Request: Copy every one of the records below word for word, keeping each line as it is, and leave the pictures out of your copy.

Source data:
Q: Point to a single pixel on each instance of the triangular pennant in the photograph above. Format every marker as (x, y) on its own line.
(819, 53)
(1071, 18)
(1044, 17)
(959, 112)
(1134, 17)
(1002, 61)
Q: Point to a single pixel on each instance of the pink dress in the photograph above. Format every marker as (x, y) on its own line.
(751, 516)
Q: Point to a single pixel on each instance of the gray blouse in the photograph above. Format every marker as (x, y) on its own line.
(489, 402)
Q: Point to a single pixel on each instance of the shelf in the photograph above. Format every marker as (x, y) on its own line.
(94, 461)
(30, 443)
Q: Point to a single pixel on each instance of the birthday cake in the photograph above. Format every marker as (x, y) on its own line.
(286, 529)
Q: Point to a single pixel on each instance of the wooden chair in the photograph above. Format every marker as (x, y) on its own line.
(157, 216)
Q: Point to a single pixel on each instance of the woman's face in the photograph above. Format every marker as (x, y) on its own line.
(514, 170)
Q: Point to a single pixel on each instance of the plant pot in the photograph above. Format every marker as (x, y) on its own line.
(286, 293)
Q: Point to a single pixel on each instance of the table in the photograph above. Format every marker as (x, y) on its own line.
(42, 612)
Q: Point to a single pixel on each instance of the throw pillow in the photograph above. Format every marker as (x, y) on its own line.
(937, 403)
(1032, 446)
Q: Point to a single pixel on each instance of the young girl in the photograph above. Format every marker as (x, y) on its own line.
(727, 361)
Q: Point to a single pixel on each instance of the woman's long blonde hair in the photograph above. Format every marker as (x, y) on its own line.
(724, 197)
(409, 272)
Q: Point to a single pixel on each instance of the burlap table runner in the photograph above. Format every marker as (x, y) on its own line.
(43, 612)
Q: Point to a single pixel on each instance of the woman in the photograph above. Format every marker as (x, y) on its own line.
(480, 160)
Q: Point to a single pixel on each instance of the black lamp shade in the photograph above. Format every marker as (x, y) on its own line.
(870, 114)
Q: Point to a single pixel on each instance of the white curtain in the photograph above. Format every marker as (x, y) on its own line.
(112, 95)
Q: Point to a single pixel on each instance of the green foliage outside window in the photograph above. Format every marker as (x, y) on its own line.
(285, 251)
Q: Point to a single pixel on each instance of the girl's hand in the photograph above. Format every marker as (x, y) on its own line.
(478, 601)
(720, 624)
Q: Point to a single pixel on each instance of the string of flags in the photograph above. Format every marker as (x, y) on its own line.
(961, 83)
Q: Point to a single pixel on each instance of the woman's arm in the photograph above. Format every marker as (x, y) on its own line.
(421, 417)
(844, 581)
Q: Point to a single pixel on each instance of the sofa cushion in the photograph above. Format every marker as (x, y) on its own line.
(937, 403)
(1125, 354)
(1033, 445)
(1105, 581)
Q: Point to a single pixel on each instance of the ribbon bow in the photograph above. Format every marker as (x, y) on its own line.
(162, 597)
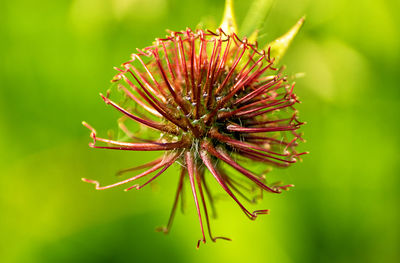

Correct answer:
Q: Point to a single pixel on each instance of the triangular pennant in the photograph above. Format every marker as (x, y) on its own line.
(819, 53)
(1071, 18)
(1044, 17)
(959, 112)
(1134, 17)
(1002, 61)
Q: Point to a single pixel on each instance of the pink dress in the photograph above. Format every marker as (x, y) on its own line.
(751, 516)
Q: Point to a single pixel on each instance of the gray blouse in the photograph above. Format every marker as (x, y) on its own line.
(489, 402)
Q: Point to a single pixel on each instance of the shelf in the photograph above. Format every marker as (x, y) on its own line.
(94, 461)
(30, 443)
Q: Point to a single pixel on each instance of the birthday cake in the photograph above. Format every marker as (x, y) on its own line.
(286, 529)
Q: Point to a single pixel on each instance of the wooden chair in the photograph above. Format every marker as (x, y) on its own line.
(157, 216)
Q: Point to a single pixel on each instance of the woman's face in the photograph above. Format every marker as (x, y) on its own line.
(514, 170)
Q: Point to a single pixel on each instance of the plant pot in the photograph above. Format every marker as (x, y) on its own line.
(286, 293)
Q: Point to a single pixel on each instance of the table in the photograph above. Format every marker as (x, y) on its own line.
(42, 612)
Q: Point to a single pixel on each instance of the throw pillow in the photograph above. Format every marker as (x, y) on its own line.
(937, 403)
(1032, 446)
Q: Point to a single pixel on each instance of the young girl in the photograph above. Format every marker as (x, y) on its own line.
(727, 361)
Q: Point to a single pixel on each instance of the woman's long blonde hair in the photograph above. Format every marker as (x, y) on its own line.
(724, 197)
(409, 272)
Q: Point to a single pixel on each instance of the burlap table runner in the photograph above. Format every marker as (x, y) on its own line.
(43, 612)
Q: Point to a single pixel on each instance of the woman in the photograph above. Format every marker as (x, y) on its own line.
(480, 160)
Q: Point to a single pixel on each instance of the black lamp shade in the photograph above. Format every marker as (x, y) on its own line.
(870, 114)
Q: Point to a single pixel on each instance of the white curtain in the photograph above. Format every marker as (x, y) on its own line.
(112, 95)
Q: Point to a single pixel on each instance of the green foliage outside window in the photograph above. Format every marker as (x, y) on its own line.
(285, 251)
Q: Point to a single pixel on each instance of the girl's hand in the photograph above. Format every marker as (x, y) on its own line.
(478, 601)
(720, 624)
Q: Point to a single pixel on each instance of the string of flags in the photograph above. Format every marker as (x, y) on its own line.
(961, 83)
Q: Point to a single pixel on each instance of the woman's arm in the photograph above. Format every marker as (x, y) on its own line.
(421, 417)
(844, 581)
Q: Point to a single pixel on each instance of the sofa cushion in the photograph above. Format every marker as (x, y) on its own line.
(937, 403)
(1125, 354)
(1033, 445)
(1105, 581)
Q: Point to a single pixel on each instance of the ribbon bow in the photograph above. Format every marker as (x, y) on its own line.
(162, 597)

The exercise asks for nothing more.